TASK DIRECTIONS =>
Copy each line below exactly as it appears. Pictures are to be omitted.

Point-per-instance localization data
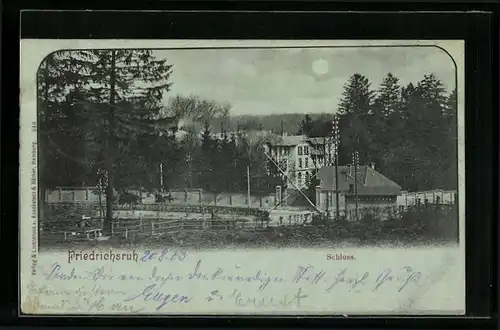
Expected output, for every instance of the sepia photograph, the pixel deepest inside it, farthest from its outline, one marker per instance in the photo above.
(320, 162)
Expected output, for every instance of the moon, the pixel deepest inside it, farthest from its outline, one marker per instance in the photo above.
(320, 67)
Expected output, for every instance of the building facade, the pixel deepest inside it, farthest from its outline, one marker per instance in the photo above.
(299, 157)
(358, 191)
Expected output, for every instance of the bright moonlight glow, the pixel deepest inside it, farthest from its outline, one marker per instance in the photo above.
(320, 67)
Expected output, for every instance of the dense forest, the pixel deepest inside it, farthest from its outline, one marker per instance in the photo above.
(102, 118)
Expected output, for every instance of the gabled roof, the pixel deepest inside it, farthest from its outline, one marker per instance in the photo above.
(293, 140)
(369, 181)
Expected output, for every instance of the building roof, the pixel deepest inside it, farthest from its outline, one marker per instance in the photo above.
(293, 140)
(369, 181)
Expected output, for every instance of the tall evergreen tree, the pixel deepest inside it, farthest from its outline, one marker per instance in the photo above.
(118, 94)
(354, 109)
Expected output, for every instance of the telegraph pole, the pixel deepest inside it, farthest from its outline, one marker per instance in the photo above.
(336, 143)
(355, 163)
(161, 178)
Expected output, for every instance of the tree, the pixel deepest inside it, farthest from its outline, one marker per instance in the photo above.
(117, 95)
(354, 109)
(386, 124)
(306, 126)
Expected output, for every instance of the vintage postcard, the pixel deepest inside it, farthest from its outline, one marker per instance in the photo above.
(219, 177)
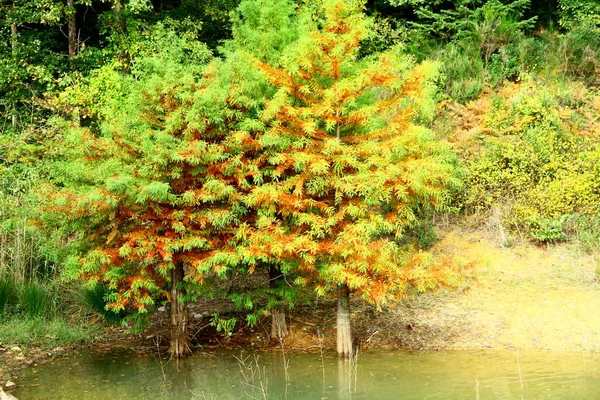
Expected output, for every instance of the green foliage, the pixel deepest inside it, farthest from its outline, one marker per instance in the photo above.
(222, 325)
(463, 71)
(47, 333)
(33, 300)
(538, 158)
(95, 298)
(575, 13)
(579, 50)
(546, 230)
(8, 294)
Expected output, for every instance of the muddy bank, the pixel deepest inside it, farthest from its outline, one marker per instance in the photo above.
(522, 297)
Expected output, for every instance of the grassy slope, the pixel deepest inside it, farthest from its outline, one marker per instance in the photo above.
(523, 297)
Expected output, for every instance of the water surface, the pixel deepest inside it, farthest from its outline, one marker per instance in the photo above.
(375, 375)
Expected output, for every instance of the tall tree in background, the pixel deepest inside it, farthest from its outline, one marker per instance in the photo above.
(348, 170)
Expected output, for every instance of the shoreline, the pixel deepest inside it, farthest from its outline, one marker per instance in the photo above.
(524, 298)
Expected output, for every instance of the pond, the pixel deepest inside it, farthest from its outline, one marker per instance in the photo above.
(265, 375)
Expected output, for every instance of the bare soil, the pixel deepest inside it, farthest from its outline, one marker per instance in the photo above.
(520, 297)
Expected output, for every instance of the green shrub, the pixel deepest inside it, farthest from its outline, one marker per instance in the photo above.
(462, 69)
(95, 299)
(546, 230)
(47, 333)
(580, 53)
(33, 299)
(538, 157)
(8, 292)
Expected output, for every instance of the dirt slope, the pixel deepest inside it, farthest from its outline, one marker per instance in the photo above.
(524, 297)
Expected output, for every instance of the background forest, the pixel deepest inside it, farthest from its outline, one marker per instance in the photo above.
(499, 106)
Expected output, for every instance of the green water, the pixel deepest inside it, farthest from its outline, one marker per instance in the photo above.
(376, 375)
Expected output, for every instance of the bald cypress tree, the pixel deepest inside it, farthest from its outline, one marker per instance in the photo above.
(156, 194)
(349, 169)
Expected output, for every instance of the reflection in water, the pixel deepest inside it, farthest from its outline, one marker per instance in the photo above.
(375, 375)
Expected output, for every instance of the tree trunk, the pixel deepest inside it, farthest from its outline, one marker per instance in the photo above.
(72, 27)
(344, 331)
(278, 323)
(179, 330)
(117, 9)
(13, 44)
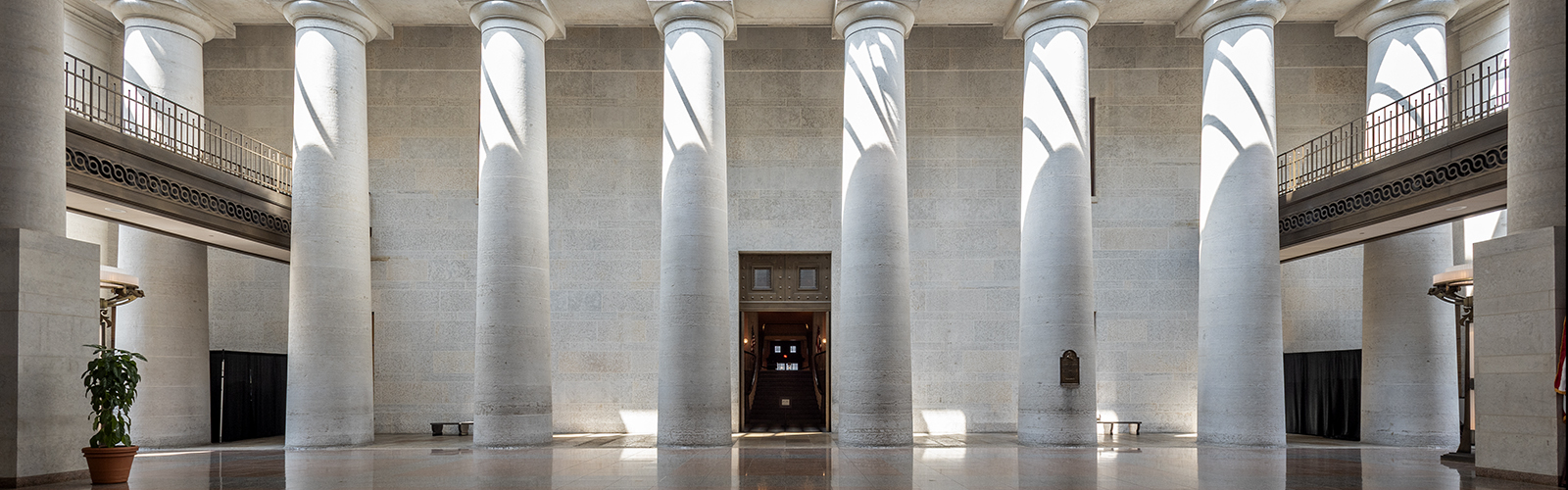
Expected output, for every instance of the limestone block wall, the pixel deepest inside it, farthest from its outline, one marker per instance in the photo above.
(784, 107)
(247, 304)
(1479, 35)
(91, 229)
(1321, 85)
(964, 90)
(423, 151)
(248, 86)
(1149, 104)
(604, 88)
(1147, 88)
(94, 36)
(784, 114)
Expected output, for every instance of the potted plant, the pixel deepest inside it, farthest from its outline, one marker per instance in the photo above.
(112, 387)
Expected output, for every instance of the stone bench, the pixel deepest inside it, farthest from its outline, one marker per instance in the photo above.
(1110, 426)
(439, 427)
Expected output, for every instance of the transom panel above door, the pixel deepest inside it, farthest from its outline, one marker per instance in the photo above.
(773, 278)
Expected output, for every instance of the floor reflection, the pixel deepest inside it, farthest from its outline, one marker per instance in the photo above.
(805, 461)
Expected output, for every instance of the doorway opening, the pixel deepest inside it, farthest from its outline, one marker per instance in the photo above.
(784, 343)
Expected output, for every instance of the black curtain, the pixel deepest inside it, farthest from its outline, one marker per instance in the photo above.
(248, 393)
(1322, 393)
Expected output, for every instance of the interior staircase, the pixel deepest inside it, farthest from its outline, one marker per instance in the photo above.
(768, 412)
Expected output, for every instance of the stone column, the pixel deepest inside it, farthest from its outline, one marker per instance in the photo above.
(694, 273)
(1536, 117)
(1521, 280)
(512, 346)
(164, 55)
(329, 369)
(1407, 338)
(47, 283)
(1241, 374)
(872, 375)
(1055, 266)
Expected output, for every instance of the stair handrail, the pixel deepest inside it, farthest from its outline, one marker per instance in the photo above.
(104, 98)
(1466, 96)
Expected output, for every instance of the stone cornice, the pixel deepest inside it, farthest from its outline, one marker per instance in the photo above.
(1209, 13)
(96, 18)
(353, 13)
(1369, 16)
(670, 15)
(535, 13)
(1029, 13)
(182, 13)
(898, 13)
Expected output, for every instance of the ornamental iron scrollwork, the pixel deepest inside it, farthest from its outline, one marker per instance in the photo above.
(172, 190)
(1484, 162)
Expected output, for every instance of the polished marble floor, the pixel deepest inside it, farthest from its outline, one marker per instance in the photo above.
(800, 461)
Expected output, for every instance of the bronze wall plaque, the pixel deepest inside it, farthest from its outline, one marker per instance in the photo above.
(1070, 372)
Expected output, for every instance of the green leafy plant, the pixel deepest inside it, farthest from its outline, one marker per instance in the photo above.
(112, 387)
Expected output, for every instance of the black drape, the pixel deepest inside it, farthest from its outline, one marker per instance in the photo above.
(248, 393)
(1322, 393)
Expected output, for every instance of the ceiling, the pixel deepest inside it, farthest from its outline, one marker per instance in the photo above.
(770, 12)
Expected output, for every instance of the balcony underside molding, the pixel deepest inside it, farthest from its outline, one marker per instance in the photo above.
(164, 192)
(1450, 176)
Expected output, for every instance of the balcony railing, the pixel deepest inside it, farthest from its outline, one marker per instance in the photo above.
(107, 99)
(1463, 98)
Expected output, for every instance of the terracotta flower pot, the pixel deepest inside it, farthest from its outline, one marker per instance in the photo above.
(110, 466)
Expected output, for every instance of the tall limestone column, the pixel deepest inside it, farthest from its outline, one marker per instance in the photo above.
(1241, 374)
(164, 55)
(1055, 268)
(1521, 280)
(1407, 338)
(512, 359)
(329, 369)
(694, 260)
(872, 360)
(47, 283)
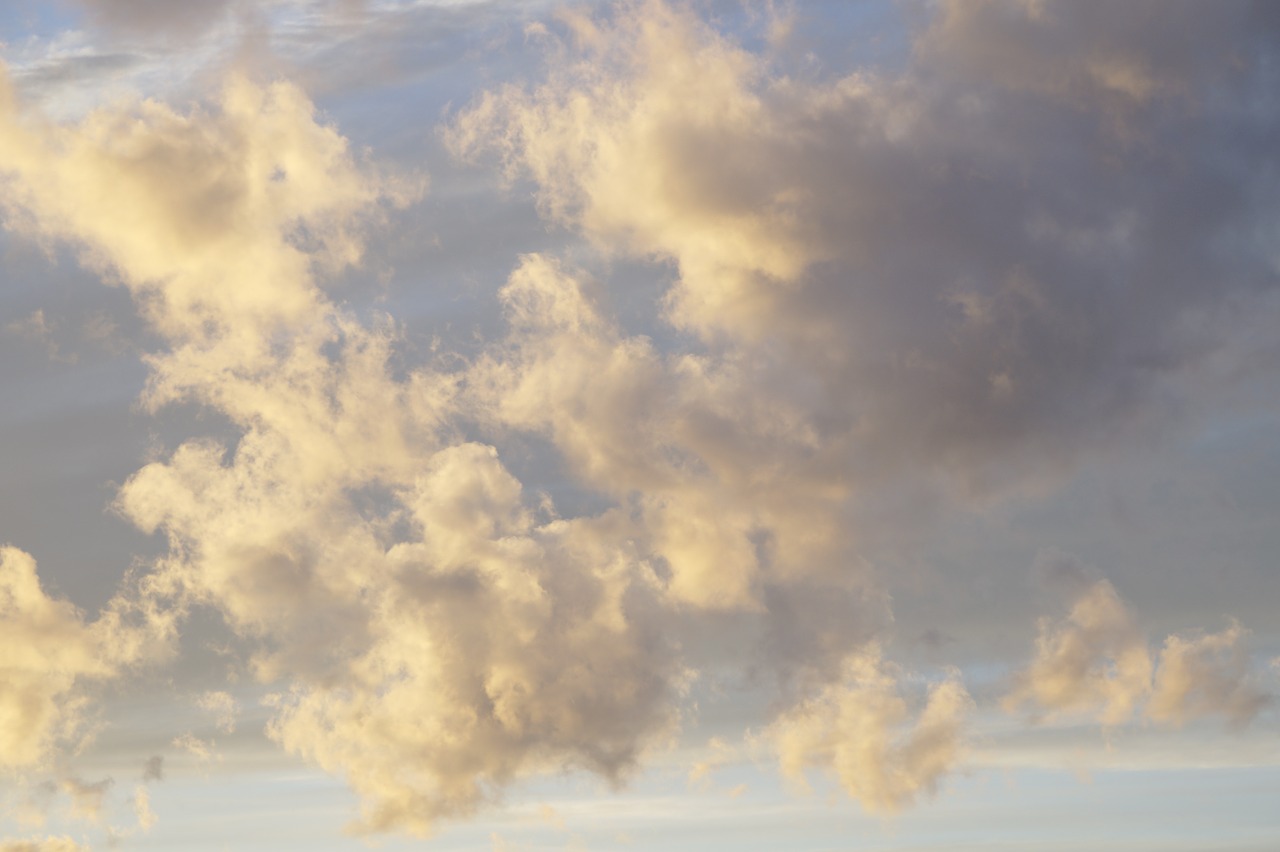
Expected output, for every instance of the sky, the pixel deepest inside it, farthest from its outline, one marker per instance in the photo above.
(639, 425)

ANSWER SPACE =>
Expected output, for every instance of the sepia photograph, the pixel deepest inside it, farthest from its outline, one marker per instance in the photo above.
(320, 162)
Expected output, for every instance of the moon, the pixel deepest inside it, farthest from its outline, one marker per instance in the photo above.
(320, 67)
Expected output, for every instance of the building facade, the pixel deepest inside it, farthest from its outline, one marker per instance in the photo above.
(299, 157)
(358, 191)
Expected output, for every instance of the bright moonlight glow, the pixel deepest inside it, farthest from its outline, one marker per instance in the photo above.
(320, 67)
Expected output, for every instance of the dense forest, the pixel deepest inside it, farthest from its outline, one marker per instance in the photo above.
(102, 118)
Expected output, for every instance of the gabled roof, the pixel deepest inside it, farthest from its outline, one marker per instance in the photo above.
(293, 140)
(369, 181)
Expected output, for every instance of the building roof, the pixel deepest inside it, farthest from its outline, one marker per instance in the photo above.
(293, 140)
(369, 181)
Expected output, for every instance of the tall evergreen tree, the pixel deepest inside it, farthest from its outline, one marker per instance in the photo above.
(118, 94)
(354, 109)
Expected output, for every instance of the telegraph pole, the pixel deepest inside it, farthest from its outline, one marker per instance in the photo above.
(336, 143)
(355, 163)
(161, 178)
Expected output, for every instance of the tree, the pixel deepest inside it, farthest from its outline, one marker per instance in the photo above.
(117, 95)
(354, 109)
(386, 124)
(306, 126)
Expected output, for every instance of the vintage postcard, the pixel deepest inside it, farthest from its outline, one marker per instance in the photo above.
(219, 177)
Expected output, for every instance of the green foliage, the pixel deepest inside it, farthest from its outline, one marker per instance in the photo above.
(222, 325)
(463, 71)
(47, 333)
(33, 300)
(538, 158)
(95, 298)
(575, 13)
(579, 50)
(546, 230)
(8, 294)
Expected output, for every instance of the muddy bank, the pixel deepest inside it, farthest from its outline, one marker per instance in the photo above.
(522, 297)
Expected output, for every instance of the grassy slope, the pixel deepest inside it, farthest from its outline, one marker per instance in the photo above.
(523, 297)
Expected output, for every instance of the water surface, the pixel deepest inside it, farthest from its outline, one marker per instance in the photo above.
(375, 375)
Expected output, for every instance of the tall tree in background, the pixel deepest inside it, farthest from its outline, one marker per instance in the photo above.
(348, 170)
Expected output, for every instance of the shoreline, the pixel deepest inside it, farthest from its outline, one marker per instance in the photo above.
(524, 298)
Expected output, for every instance of the pond, the pixel deepest inside it, farthest from its outline, one marker per instance in the photo above.
(265, 375)
Expected output, for every instance of the bare soil, the pixel deepest inside it, farthest from its outline, one marker per instance in the photo above.
(520, 297)
Expected output, for every instance of the green shrub, the pixel deepest inside it, farthest from its outline, one marker per instance in the photo above.
(462, 69)
(95, 299)
(546, 230)
(47, 333)
(580, 53)
(33, 299)
(538, 157)
(8, 292)
Expected output, for every instance of the dirt slope, the pixel deepest inside it, farthest from its outline, one marker per instance in the photo above.
(524, 297)
Expected output, for every instance of the background forest, the pixel deepest inside it, farthest from its outline, one marker per instance in the photo above.
(499, 106)
Expected output, for every instance of the green water, the pixel deepest inside it, farthest from its outline, one marker per instance in the photo above.
(376, 375)
Expected output, for every instance of the bald cypress tree, the pixel deepest inside it, farthest from its outline, one marker per instance in the photo above.
(156, 194)
(349, 169)
Expected output, for every instance of the reflection in water, the pixel deepest inside it, farthest from its outline, one marker per instance in the photo above.
(375, 375)
Expected output, for every instance of the tree trunk, the pixel deepest inside it, farthest from its outline, one marker per instance in the photo above.
(72, 27)
(344, 331)
(278, 323)
(179, 330)
(117, 9)
(13, 44)
Expected output, for every instance of the limestone block wall, the pixel deepest inside it, farthest from its outline, one marker per instance in the photo above.
(784, 107)
(247, 304)
(1479, 35)
(91, 229)
(1321, 85)
(964, 90)
(423, 151)
(248, 86)
(1149, 104)
(604, 88)
(1147, 88)
(94, 36)
(784, 114)
Expected output, for every instance of the potted plant, the pixel deepest inside it, farthest from its outline, one marker per instance in the photo above.
(112, 387)
Expected output, for every instance of the stone bench, the pixel deepest inside it, farthest from its outline, one marker per instance in the photo above.
(1110, 426)
(439, 427)
Expected output, for every instance of the transom panel above door, the pixel deepest inside it, farthest from its outline, one marker per instance in the photo above.
(773, 278)
Expected output, for every instance of the floor reflection, the pixel deepest inside it, farthest from its outline, one marker per instance in the photo above.
(805, 461)
Expected output, for every instance of the doorway opening, the pixel deepest inside it, farthest from its outline, one marker per instance in the photo above.
(784, 343)
Expected output, for every instance of the black curtain, the pixel deepest inside it, farthest from its outline, one marker per instance in the photo above.
(248, 393)
(1322, 393)
Expected output, for every instance of the interior staircase, the pixel deepest inside it, farthest from its outline, one marker per instance in the photo above.
(768, 412)
Expected output, for every instance of the stone column, the pixel deepest inside it, farthest from its outline, one marker per instance in the photo above.
(694, 273)
(1536, 117)
(1521, 280)
(512, 346)
(164, 55)
(329, 369)
(1407, 338)
(47, 283)
(1241, 374)
(872, 375)
(1055, 266)
Expected output, for every instance of the stair handrail, the pixel deepest inside it, farthest from its outline, one marker per instance in the photo above.
(104, 98)
(1466, 96)
Expected output, for every instance of the stone cornice, the pixel deepest inside it, farthest from its outline, one marker per instance in the photo above.
(1209, 13)
(96, 18)
(353, 13)
(1369, 16)
(670, 15)
(535, 13)
(1029, 13)
(182, 13)
(898, 13)
Expected output, for every instance of the ornamental iron scrollwork, the pixel deepest inside it, farthest from its outline, one marker per instance in the photo above.
(172, 190)
(1484, 162)
Expected output, for every instance of the polished marble floor, the pixel deepest inside it, farthest from its outline, one marker per instance in the photo above.
(800, 461)
Expected output, for every instance of the bronze wall plaque, the pixel deepest inside it, farthest from its outline, one marker per instance in the photo above.
(1070, 372)
Expected output, for every instance of the green leafy plant, the pixel deepest inside it, farthest from its outline, one marker per instance in the photo above.
(112, 387)
Expected output, for every instance of the black drape, the pixel deepest inside it, farthest from its outline, one marker per instance in the photo above.
(248, 393)
(1322, 393)
Expected output, for every instance of the ceiling, the pixel deepest inside it, farthest from its outline, one marker per instance in the photo above.
(770, 12)
Expected output, for every instance of the balcony underside molding, the pixel deepest inside it, farthest from its outline, one marker per instance in the photo above.
(164, 192)
(1450, 176)
Expected output, for every instance of the balcony railing, the pixel deepest inside it, farthest from its outline, one marker per instance in the photo above.
(107, 99)
(1463, 98)
Expected output, for every instance of the terracotta flower pot, the pixel deepest inside it, farthest from its outline, one marker per instance in the photo above.
(110, 466)
Expected output, for every instance of the tall limestone column, the pixel deepest inside it, farthest from its outline, one marker per instance in the photo above.
(1241, 374)
(164, 55)
(1055, 268)
(1521, 280)
(1407, 338)
(512, 359)
(329, 369)
(694, 260)
(872, 360)
(47, 283)
Expected output, for every instance of the sky, the pixel deepest inside it, farthest from its outline, one marker per instance in the photo above.
(639, 425)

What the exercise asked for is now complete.